BEGIN SUPPLIED DATA
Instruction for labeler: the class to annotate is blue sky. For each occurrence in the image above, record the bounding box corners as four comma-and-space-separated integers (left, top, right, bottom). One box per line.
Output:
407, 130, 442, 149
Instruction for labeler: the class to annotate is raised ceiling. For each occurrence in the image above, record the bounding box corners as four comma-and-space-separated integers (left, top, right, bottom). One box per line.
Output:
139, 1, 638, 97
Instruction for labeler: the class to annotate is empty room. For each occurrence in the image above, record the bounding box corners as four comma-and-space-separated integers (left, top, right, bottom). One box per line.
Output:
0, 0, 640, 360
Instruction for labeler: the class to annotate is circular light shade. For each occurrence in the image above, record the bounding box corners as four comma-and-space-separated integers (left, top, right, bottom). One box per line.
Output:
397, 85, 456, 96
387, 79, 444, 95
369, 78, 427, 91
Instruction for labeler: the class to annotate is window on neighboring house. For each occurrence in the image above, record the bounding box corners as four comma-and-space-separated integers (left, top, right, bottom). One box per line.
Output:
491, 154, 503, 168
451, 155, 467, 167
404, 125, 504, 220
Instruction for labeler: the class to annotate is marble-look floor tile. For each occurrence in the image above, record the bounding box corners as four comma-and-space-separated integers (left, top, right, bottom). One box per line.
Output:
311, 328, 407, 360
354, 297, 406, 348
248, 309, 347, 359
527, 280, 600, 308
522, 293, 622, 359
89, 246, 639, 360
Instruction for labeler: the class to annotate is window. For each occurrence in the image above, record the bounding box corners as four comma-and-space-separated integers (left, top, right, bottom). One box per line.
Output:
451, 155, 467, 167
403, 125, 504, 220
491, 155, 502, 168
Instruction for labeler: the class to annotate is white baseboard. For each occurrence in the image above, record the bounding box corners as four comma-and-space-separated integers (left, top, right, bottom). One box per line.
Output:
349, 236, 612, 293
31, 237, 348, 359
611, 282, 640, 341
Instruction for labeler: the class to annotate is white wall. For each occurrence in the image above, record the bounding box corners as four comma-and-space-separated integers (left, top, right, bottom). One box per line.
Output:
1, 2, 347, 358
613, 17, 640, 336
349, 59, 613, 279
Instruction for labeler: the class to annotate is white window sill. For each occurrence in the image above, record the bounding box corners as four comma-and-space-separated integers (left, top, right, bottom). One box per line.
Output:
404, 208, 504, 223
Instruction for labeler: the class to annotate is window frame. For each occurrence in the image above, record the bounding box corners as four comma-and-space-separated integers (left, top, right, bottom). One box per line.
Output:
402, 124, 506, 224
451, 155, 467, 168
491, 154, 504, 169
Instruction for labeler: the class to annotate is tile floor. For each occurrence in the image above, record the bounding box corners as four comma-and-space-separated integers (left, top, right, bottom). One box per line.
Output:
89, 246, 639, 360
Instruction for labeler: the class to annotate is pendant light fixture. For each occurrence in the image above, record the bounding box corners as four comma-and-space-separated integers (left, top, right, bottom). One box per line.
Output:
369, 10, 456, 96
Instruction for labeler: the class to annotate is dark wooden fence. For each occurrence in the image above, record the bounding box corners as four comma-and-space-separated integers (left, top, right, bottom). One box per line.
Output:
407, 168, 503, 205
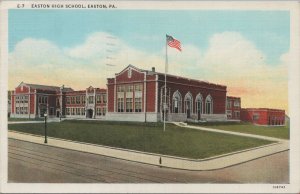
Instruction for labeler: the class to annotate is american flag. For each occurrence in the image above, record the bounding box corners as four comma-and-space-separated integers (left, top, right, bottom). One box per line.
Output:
166, 35, 181, 51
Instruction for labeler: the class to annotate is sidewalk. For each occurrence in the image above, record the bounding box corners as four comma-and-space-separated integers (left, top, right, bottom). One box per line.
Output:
172, 122, 288, 142
8, 131, 289, 170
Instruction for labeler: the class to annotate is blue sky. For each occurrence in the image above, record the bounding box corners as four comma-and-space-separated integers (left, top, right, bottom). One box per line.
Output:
9, 10, 290, 64
8, 9, 290, 110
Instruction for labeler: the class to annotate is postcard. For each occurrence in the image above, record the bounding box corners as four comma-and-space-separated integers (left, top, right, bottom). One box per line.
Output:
0, 0, 300, 193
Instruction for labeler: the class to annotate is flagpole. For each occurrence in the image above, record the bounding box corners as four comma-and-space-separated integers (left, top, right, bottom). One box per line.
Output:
163, 36, 168, 131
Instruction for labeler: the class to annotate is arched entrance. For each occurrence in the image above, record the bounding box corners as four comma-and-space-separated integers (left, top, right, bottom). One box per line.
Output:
87, 109, 93, 118
184, 93, 193, 118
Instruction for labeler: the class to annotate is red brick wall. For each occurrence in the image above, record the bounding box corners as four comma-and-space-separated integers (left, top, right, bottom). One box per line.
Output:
29, 94, 35, 114
158, 75, 226, 114
11, 91, 15, 113
116, 69, 144, 83
146, 81, 156, 112
226, 96, 241, 119
107, 80, 115, 112
241, 109, 285, 125
15, 86, 29, 94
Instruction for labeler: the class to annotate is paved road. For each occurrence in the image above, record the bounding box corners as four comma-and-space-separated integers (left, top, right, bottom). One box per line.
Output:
8, 139, 289, 183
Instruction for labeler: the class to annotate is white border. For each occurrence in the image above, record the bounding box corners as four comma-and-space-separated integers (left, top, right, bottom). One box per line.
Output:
0, 1, 300, 193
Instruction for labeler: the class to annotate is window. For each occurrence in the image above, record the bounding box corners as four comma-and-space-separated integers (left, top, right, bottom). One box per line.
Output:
71, 96, 75, 104
205, 95, 213, 114
196, 94, 203, 114
126, 85, 133, 92
252, 113, 259, 121
96, 95, 101, 103
66, 108, 70, 115
184, 93, 193, 114
49, 107, 54, 115
233, 100, 240, 107
103, 107, 106, 116
127, 68, 132, 78
56, 98, 60, 107
16, 96, 19, 103
126, 98, 132, 112
226, 110, 232, 119
96, 108, 101, 116
117, 85, 125, 92
118, 98, 124, 112
134, 97, 142, 112
76, 96, 80, 104
89, 96, 94, 104
66, 97, 70, 104
103, 94, 107, 103
134, 84, 143, 92
24, 96, 28, 103
173, 91, 181, 113
234, 111, 240, 119
227, 100, 231, 108
81, 96, 85, 104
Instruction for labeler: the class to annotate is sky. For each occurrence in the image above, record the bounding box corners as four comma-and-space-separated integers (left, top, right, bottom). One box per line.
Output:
8, 9, 290, 111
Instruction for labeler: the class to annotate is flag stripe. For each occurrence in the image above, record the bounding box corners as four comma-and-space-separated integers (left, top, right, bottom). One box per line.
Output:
167, 35, 181, 51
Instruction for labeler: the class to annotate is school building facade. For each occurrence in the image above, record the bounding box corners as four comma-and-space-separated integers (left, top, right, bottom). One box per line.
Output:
107, 65, 227, 122
10, 65, 285, 125
241, 108, 285, 126
10, 82, 107, 118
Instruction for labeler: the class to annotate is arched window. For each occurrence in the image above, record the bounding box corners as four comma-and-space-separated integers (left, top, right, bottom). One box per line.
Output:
205, 95, 213, 114
196, 93, 203, 114
184, 92, 193, 113
172, 90, 182, 113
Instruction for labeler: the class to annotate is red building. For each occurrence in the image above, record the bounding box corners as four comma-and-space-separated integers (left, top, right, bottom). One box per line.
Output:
241, 108, 285, 125
226, 96, 241, 120
106, 65, 227, 122
10, 82, 107, 118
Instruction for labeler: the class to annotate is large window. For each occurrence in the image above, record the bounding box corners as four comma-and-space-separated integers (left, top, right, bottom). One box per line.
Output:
134, 97, 142, 112
196, 94, 203, 114
172, 91, 182, 113
126, 98, 133, 112
233, 100, 240, 107
71, 96, 75, 104
89, 96, 94, 104
81, 96, 85, 104
118, 98, 124, 112
184, 93, 193, 114
117, 85, 125, 92
103, 107, 106, 116
76, 96, 80, 104
96, 95, 101, 104
102, 94, 107, 103
66, 97, 70, 104
134, 84, 143, 92
205, 95, 213, 114
96, 108, 101, 116
227, 100, 231, 108
126, 85, 133, 92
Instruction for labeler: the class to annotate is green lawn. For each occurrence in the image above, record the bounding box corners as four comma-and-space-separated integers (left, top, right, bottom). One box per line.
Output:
8, 120, 272, 159
8, 118, 44, 121
189, 122, 290, 139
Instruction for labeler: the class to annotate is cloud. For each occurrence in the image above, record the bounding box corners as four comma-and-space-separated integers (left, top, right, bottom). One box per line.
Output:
9, 32, 289, 112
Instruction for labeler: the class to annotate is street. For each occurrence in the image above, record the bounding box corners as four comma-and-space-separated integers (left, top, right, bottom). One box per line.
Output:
8, 139, 289, 183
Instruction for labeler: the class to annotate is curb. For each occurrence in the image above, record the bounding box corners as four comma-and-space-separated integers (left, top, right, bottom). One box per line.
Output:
8, 131, 289, 171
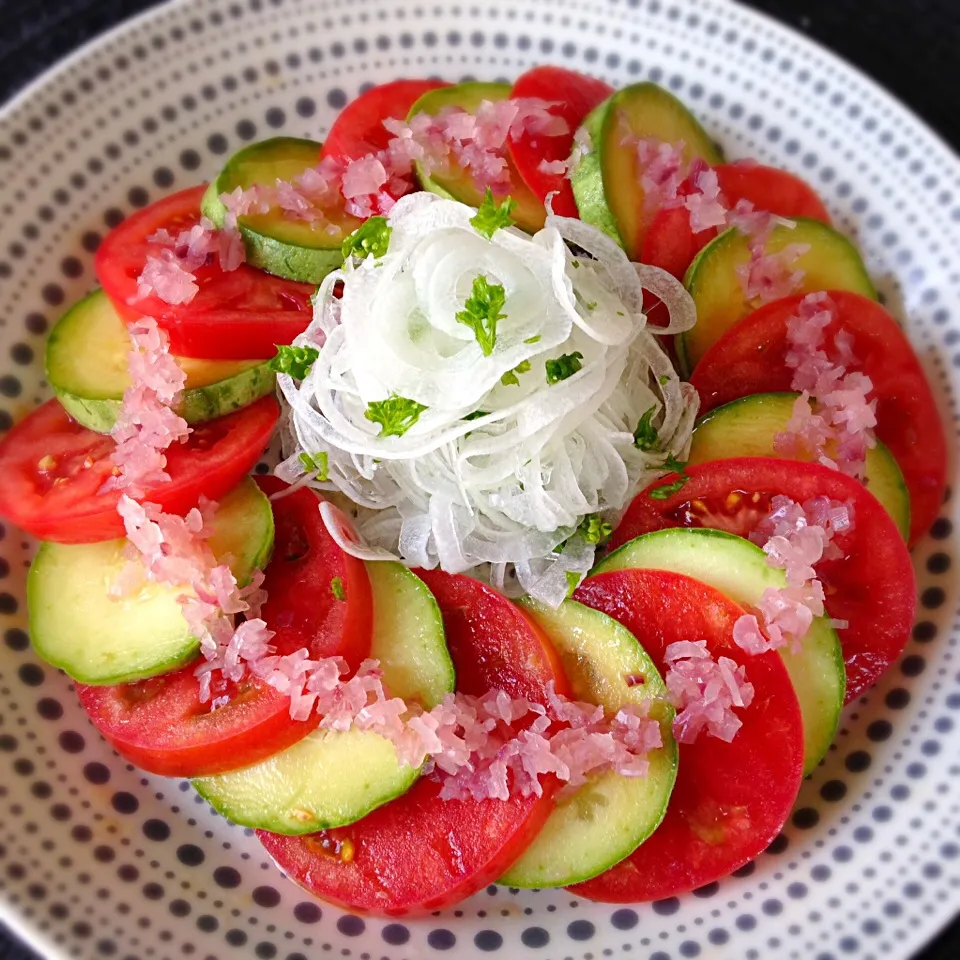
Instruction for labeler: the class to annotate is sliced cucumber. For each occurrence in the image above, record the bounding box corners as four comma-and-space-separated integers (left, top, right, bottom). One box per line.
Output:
688, 393, 910, 539
592, 528, 846, 774
201, 137, 362, 283
679, 217, 877, 374
571, 83, 723, 260
366, 561, 456, 710
27, 479, 273, 685
193, 561, 454, 836
501, 599, 677, 887
46, 290, 276, 433
408, 82, 546, 233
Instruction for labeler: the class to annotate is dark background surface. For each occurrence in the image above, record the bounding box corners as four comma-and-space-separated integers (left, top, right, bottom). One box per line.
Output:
0, 0, 960, 960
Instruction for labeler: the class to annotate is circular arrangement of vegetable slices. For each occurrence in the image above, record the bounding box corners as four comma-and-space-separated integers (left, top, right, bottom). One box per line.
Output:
0, 66, 946, 916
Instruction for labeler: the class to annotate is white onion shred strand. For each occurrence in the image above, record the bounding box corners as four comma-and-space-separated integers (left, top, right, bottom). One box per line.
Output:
277, 193, 697, 606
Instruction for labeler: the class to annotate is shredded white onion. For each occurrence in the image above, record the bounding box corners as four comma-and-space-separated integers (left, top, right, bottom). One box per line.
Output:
277, 193, 697, 606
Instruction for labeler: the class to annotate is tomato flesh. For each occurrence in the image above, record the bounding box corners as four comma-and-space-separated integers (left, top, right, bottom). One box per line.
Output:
569, 570, 803, 903
321, 80, 449, 160
257, 570, 567, 916
0, 397, 280, 543
690, 290, 947, 544
640, 163, 830, 280
509, 66, 614, 217
96, 186, 316, 360
611, 457, 917, 702
77, 477, 372, 777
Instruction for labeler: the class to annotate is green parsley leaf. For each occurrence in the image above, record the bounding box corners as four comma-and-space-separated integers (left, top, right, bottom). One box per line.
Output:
297, 450, 330, 483
577, 513, 613, 543
363, 394, 427, 437
340, 217, 393, 260
633, 407, 660, 451
457, 276, 506, 357
470, 187, 517, 240
500, 360, 530, 387
545, 350, 583, 386
647, 474, 690, 500
270, 347, 320, 380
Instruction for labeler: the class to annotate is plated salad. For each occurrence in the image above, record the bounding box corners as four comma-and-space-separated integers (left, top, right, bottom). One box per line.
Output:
0, 66, 946, 916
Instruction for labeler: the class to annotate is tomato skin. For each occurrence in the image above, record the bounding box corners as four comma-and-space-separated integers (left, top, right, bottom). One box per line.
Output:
509, 66, 614, 217
320, 80, 450, 160
257, 477, 373, 669
640, 163, 830, 280
76, 477, 372, 777
415, 570, 570, 703
0, 397, 280, 543
610, 457, 917, 703
95, 185, 316, 360
257, 570, 567, 916
690, 290, 947, 545
568, 570, 803, 903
END SUPPLIED DATA
WHAT THIS TASK INVOLVES. Lay out the entries as a two-column CSV with the header instruction,result. Start at the line containing "Instruction for labeler: the class to annotate is raised" and end at the line containing "0, 0, 640, 360". Give one row per entry, with its text and its answer each in one quoted field and line breaks turned into spaces.

WRITTEN ANSWER.
instruction,result
"Instruction for labeler: the class to annotate is raised ceiling. For each occurrence in the image above, record the bounding box corners as four comma-and-space-separated integers (left, top, right, bottom). One box per line. Output:","139, 1, 638, 97"
"Instruction for labeler: the class to annotate is empty room. For each occurrence in the image above, record the bounding box corners as four comma-and-space-separated integers (left, top, right, bottom). One box per line. Output:","0, 0, 640, 360"